> _記述問題 1_
VARCHAR擬似型を説明した文章から、「EXEC SQL BEGIN」で始まり「SQL文およびPL/SQLブロックではコロン(:)の接頭辞を付けます。」まで続く部分をそのまま抜き出してください。

> _提供テキスト_
VARCHAR擬似型を使用すると、可変長文字列を宣言できます。(擬似型は、使用するホスト言語に固有のデータ型ではありません。)VARCHAR変数には2バイト長のフィールドの後に文字列フィールドが1つ続くことを思い出してください。たとえば、Pro*COBOLプリコンパイラでは、次のVARCHAR宣言がどのように処理されるか見てみましょう。
EXEC SQL BEGIN DECLARE SECTION END-EXEC. 01 ENAME PIC X(20) VARYING. EXEC SQL END DECLARE SECTION END-EXEC.
宣言は、配列と長さのメンバーを指定した次のCOBOLグループ項目に拡張されます。
01 ENAME. 05 ENAME-LEN PIC S9(4) COMP. 05 ENAME-ARR PIC X(20).
VARCHARの長さは、長さフィールドを参照すればわかります。文字列ファンクションまたは文字カウント・アルゴリズムを使用する必要はありません。
VARCHARの詳細は、このマニュアルに対する使用ホスト言語の補足資料を参照してください。
ホスト変数の宣言および参照については、次のガイドラインに従ってください。ホスト変数には次の必要条件があります。
宣言部で明示的に宣言します。
SQL文およびPL/SQLブロックではコロン(:)の接頭辞を付けます。
ホスト言語でサポートされているデータ型です。
ソースまたはターゲットのデータベース列と互換性のあるデータ型です。

[名前付き対象を指し示す記録]

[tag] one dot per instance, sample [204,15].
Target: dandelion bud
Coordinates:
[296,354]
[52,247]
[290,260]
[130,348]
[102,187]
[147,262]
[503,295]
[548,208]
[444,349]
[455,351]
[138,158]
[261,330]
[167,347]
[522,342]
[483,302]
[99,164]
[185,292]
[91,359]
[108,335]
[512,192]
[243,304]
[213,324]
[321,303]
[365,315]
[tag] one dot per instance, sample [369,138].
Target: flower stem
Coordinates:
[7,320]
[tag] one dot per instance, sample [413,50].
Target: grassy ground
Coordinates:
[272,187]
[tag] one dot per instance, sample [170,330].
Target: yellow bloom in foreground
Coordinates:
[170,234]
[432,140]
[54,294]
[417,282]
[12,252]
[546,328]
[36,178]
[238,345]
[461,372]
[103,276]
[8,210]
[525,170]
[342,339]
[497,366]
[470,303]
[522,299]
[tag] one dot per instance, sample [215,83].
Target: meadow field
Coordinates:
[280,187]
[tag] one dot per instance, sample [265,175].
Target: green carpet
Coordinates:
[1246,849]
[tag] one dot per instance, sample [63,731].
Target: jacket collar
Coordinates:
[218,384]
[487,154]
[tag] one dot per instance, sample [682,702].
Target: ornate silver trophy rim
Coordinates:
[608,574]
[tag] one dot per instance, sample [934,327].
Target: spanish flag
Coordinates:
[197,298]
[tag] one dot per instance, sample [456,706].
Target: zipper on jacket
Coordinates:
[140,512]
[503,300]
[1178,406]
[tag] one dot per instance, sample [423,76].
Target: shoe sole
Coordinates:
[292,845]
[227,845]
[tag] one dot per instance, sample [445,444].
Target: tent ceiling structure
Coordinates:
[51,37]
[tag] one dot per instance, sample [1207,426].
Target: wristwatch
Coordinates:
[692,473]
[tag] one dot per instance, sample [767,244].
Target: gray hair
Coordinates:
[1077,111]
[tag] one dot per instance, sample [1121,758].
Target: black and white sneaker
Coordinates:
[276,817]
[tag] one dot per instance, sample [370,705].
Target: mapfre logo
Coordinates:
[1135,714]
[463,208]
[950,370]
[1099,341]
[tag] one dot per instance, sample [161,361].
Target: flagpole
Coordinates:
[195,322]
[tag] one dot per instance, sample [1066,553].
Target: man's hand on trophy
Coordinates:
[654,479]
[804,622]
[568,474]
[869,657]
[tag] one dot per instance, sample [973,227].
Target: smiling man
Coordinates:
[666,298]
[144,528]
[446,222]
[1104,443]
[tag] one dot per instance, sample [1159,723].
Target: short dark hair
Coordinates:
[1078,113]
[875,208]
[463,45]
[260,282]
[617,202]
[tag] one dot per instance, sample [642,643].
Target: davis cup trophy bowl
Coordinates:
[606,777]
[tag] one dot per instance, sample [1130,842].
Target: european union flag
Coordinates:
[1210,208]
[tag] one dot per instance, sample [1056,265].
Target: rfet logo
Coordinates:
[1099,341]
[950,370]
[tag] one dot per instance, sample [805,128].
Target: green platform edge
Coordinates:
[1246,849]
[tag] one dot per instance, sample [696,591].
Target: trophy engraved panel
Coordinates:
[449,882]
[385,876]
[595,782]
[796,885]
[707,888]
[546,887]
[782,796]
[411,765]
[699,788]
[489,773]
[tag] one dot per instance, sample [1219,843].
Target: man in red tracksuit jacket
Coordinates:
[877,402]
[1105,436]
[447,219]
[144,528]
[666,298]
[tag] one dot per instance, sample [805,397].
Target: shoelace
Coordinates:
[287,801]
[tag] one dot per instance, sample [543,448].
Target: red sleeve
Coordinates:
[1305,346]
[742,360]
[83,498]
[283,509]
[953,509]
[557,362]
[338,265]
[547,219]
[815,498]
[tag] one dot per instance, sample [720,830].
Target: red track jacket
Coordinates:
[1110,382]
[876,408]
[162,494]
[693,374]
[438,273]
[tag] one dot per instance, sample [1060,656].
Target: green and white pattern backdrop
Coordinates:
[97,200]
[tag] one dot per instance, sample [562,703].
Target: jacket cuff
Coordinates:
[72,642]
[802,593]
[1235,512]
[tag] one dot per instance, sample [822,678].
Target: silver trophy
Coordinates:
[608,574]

> _記述問題 2_
記録のうち、「[tag] one dot per instance, sample [805,397].」を含む行から始まり、記録の最後の行まで続く部分を、両端の行も含めて一字一句変えずに書き写してください。

> _解答例 1_
EXEC SQL BEGIN DECLARE SECTION END-EXEC. 01 ENAME PIC X(20) VARYING. EXEC SQL END DECLARE SECTION END-EXEC.
宣言は、配列と長さのメンバーを指定した次のCOBOLグループ項目に拡張されます。
01 ENAME. 05 ENAME-LEN PIC S9(4) COMP. 05 ENAME-ARR PIC X(20).
VARCHARの長さは、長さフィールドを参照すればわかります。文字列ファンクションまたは文字カウント・アルゴリズムを使用する必要はありません。
VARCHARの詳細は、このマニュアルに対する使用ホスト言語の補足資料を参照してください。
ホスト変数の宣言および参照については、次のガイドラインに従ってください。ホスト変数には次の必要条件があります。
宣言部で明示的に宣言します。
SQL文およびPL/SQLブロックではコロン(:)の接頭辞を付けます。

> _解答例 2_
[tag] one dot per instance, sample [805,397].
Target: shoelace
Coordinates:
[287,801]
[tag] one dot per instance, sample [543,448].
Target: red sleeve
Coordinates:
[1305,346]
[742,360]
[83,498]
[283,509]
[953,509]
[557,362]
[338,265]
[547,219]
[815,498]
[tag] one dot per instance, sample [720,830].
Target: red track jacket
Coordinates:
[1110,382]
[876,408]
[162,494]
[693,374]
[438,273]
[tag] one dot per instance, sample [1060,656].
Target: green and white pattern backdrop
Coordinates:
[97,200]
[tag] one dot per instance, sample [562,703].
Target: jacket cuff
Coordinates:
[72,642]
[802,593]
[1235,512]
[tag] one dot per instance, sample [822,678].
Target: silver trophy
Coordinates:
[608,574]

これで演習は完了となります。